What to work on: Please write out all the data that follows exactly, without the pictures.

[Collected data entries]
- Opening Delimiter -

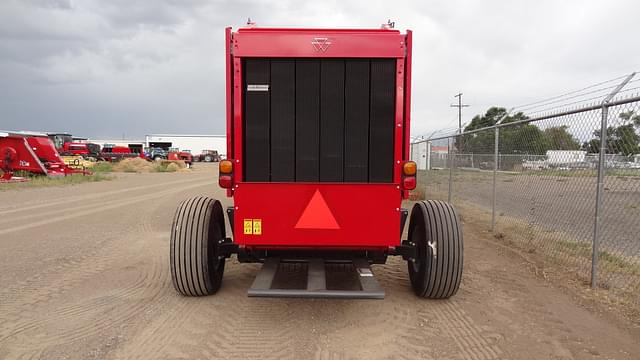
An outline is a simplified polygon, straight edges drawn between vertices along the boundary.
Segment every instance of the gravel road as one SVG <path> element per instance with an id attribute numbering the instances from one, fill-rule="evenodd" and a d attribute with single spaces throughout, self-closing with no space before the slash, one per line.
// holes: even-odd
<path id="1" fill-rule="evenodd" d="M 386 299 L 246 297 L 258 265 L 228 263 L 217 295 L 179 296 L 169 227 L 215 170 L 0 191 L 0 359 L 637 359 L 640 330 L 579 306 L 465 219 L 448 301 L 416 298 L 406 265 L 374 266 Z"/>

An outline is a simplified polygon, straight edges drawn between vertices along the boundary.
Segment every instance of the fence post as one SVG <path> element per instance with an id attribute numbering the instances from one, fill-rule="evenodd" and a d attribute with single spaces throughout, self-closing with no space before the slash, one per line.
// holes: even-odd
<path id="1" fill-rule="evenodd" d="M 431 141 L 427 141 L 427 170 L 431 170 Z"/>
<path id="2" fill-rule="evenodd" d="M 453 165 L 455 163 L 453 158 L 453 147 L 451 146 L 451 137 L 447 138 L 447 158 L 449 159 L 449 196 L 447 197 L 447 202 L 451 204 L 451 192 L 453 190 Z"/>
<path id="3" fill-rule="evenodd" d="M 491 232 L 496 232 L 496 177 L 498 174 L 498 145 L 500 144 L 500 128 L 496 126 L 493 135 L 493 204 L 491 205 Z"/>
<path id="4" fill-rule="evenodd" d="M 605 158 L 607 152 L 607 123 L 609 120 L 609 102 L 636 75 L 631 73 L 602 101 L 602 119 L 600 120 L 600 153 L 598 156 L 598 184 L 596 186 L 596 209 L 593 223 L 593 241 L 591 244 L 591 288 L 598 287 L 598 257 L 600 252 L 600 221 L 602 217 L 602 198 L 604 196 Z"/>
<path id="5" fill-rule="evenodd" d="M 497 193 L 497 178 L 498 178 L 498 169 L 500 168 L 500 124 L 502 121 L 506 119 L 509 114 L 513 111 L 513 108 L 507 110 L 506 114 L 504 114 L 500 120 L 496 121 L 495 133 L 493 134 L 493 204 L 491 205 L 491 232 L 495 233 L 496 231 L 496 198 L 498 196 Z"/>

- Closing Delimiter -

Result below:
An outline is a simplified polygon, straight edges drawn between vertices along the boundary.
Segment every instance of the gravel road as one SVG <path> element per instance with an id attribute numbering the instances from one, fill-rule="evenodd" and a d attribute with single spaces throughout, self-closing with no space before the slash, one per line.
// holes: even-odd
<path id="1" fill-rule="evenodd" d="M 386 299 L 246 297 L 258 265 L 228 263 L 217 295 L 179 296 L 169 227 L 215 170 L 0 191 L 0 359 L 637 359 L 640 330 L 579 306 L 465 219 L 448 301 L 416 298 L 406 265 L 374 266 Z"/>

An outline is a simplified polygon, straight edges drawn between vertices along the boundary.
Segment every instance of the fence post as one SVG <path> element per instance with an id attribute numbering the instances from one, fill-rule="evenodd" and a d attribute with single spaces throughout, self-closing with no space before the slash, one per line.
// holes: even-odd
<path id="1" fill-rule="evenodd" d="M 431 141 L 427 141 L 427 170 L 431 170 Z"/>
<path id="2" fill-rule="evenodd" d="M 453 165 L 455 163 L 453 158 L 453 147 L 451 146 L 451 137 L 447 138 L 447 158 L 449 159 L 449 196 L 447 197 L 447 202 L 451 204 L 451 192 L 453 190 Z"/>
<path id="3" fill-rule="evenodd" d="M 491 232 L 496 232 L 496 177 L 498 174 L 498 145 L 500 144 L 500 128 L 496 126 L 493 135 L 493 204 L 491 205 Z"/>
<path id="4" fill-rule="evenodd" d="M 605 158 L 607 152 L 607 123 L 609 120 L 609 102 L 636 75 L 631 73 L 602 101 L 602 119 L 600 120 L 600 153 L 598 156 L 598 184 L 596 186 L 596 209 L 593 223 L 593 241 L 591 244 L 591 288 L 598 287 L 598 257 L 600 252 L 600 221 L 602 217 L 602 198 L 604 196 Z"/>
<path id="5" fill-rule="evenodd" d="M 497 193 L 497 178 L 498 178 L 498 169 L 500 168 L 500 124 L 502 121 L 506 119 L 509 114 L 513 111 L 513 108 L 507 110 L 506 114 L 504 114 L 500 120 L 496 121 L 495 133 L 493 134 L 493 204 L 491 205 L 491 232 L 495 233 L 496 231 L 496 198 L 498 196 Z"/>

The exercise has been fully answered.